EXERCISE GOAL
The lines to reproduce run from the one containing "In this exercise you will indicate the white ceiling" to the end of the listing. Reproduce them exactly, both ends included, and nothing else.

TASK INPUTS
★ ★ ★
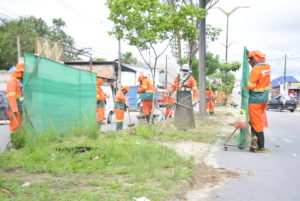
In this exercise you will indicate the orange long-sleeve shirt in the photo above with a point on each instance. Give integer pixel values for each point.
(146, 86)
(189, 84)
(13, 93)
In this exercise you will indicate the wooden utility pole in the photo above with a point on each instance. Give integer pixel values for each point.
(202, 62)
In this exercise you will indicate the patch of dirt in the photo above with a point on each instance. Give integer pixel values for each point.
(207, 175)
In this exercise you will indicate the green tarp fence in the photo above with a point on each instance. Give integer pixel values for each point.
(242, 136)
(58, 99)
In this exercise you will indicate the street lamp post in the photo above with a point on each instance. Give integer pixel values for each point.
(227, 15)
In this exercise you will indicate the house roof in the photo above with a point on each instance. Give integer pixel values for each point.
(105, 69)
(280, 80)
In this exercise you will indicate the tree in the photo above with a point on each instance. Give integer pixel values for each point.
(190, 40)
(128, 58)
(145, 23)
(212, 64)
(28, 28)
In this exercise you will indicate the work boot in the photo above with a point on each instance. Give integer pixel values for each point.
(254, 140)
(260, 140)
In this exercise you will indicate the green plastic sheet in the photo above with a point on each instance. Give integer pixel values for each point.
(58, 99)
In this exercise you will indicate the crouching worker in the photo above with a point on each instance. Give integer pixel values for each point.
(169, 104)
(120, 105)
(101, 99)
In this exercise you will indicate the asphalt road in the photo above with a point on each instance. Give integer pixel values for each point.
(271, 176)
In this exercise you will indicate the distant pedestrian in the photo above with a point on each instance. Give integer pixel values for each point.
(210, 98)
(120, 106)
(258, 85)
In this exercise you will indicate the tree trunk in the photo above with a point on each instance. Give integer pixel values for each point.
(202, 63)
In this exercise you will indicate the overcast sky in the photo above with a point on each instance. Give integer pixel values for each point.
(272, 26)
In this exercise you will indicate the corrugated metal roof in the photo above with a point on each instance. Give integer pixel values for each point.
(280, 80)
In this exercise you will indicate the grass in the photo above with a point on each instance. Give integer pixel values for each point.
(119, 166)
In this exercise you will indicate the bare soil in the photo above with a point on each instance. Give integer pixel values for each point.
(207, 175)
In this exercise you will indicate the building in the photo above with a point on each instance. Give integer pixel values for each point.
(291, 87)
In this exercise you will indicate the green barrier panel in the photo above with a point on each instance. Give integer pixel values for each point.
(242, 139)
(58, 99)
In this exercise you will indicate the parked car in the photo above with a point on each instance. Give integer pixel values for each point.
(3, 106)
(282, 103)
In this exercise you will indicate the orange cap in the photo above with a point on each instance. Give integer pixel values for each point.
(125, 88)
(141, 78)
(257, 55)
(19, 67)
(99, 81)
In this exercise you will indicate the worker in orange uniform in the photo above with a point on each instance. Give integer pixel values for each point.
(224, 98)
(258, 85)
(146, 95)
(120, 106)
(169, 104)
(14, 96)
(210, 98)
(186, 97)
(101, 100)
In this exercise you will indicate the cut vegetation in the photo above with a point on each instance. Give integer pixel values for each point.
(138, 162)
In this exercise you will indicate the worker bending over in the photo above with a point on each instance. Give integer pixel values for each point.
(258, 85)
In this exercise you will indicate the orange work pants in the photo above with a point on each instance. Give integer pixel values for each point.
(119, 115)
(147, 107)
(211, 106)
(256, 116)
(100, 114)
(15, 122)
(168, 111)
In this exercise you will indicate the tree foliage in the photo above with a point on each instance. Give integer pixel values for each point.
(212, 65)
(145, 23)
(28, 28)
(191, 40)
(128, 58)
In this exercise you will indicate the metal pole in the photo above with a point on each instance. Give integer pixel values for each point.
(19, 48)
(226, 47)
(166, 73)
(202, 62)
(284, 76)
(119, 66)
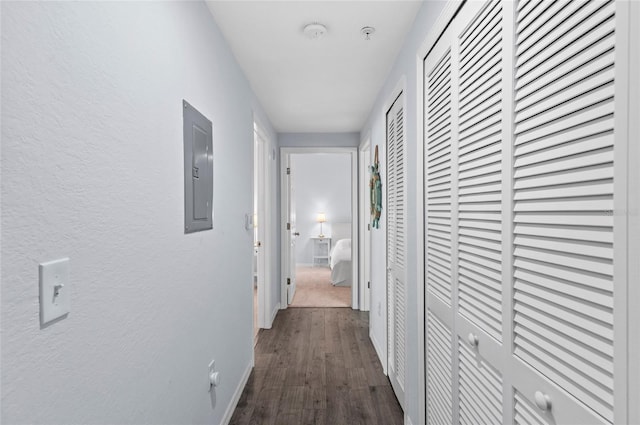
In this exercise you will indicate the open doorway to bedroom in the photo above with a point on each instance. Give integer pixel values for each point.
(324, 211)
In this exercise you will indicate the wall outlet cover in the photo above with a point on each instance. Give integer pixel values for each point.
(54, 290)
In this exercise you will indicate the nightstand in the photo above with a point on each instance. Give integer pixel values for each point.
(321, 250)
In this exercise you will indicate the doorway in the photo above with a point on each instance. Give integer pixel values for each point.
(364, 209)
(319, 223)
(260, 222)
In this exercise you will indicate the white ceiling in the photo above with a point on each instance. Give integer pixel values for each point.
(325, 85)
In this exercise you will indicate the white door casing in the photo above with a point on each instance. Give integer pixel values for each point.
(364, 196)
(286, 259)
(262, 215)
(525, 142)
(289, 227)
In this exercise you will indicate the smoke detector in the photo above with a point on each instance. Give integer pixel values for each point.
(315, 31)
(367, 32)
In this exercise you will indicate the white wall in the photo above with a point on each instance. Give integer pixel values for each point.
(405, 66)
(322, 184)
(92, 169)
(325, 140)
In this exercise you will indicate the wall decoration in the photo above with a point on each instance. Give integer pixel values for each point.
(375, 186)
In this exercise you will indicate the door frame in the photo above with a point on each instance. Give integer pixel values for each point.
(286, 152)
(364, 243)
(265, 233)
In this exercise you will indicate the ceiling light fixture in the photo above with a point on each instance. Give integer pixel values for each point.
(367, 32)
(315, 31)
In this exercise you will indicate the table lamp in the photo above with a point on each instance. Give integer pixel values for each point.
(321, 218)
★ ★ ★
SOLUTION FOR THIS EXERCISE
In this exercise you will indicate the white ceiling in the photo above with a point on each instance. Give integer pixel values for each point.
(325, 85)
In this exercise you will indicate the white door casing in the photo above with a point on each instance. Give integer pixel values for each point.
(364, 196)
(286, 259)
(262, 215)
(525, 142)
(289, 227)
In this exercise you will indicate the smoke detector in the photo above with a point on each instance. Give integer pixel values for each point.
(315, 31)
(367, 32)
In this exercise you will indicate the white wall in the photo above with a point on each instance. Give integer pixel values for each point.
(405, 66)
(322, 184)
(92, 169)
(325, 140)
In this exercise you will indicate the wall decoration in the photo above with a point on each instance. Give integer pixel values for each point.
(375, 186)
In this exercise you will indicate the door frame in the photo above with a point on each instance. Give integer pixel values for each point.
(286, 152)
(364, 243)
(265, 233)
In this exercise you will indicate the ceiling light fixture in the photo above with a point on each instance. Give integer pixel values for each point.
(367, 32)
(315, 31)
In this exercise you will indicate the table lamp in the photo above with a point on each instance. Give integer pixel values for each point.
(321, 218)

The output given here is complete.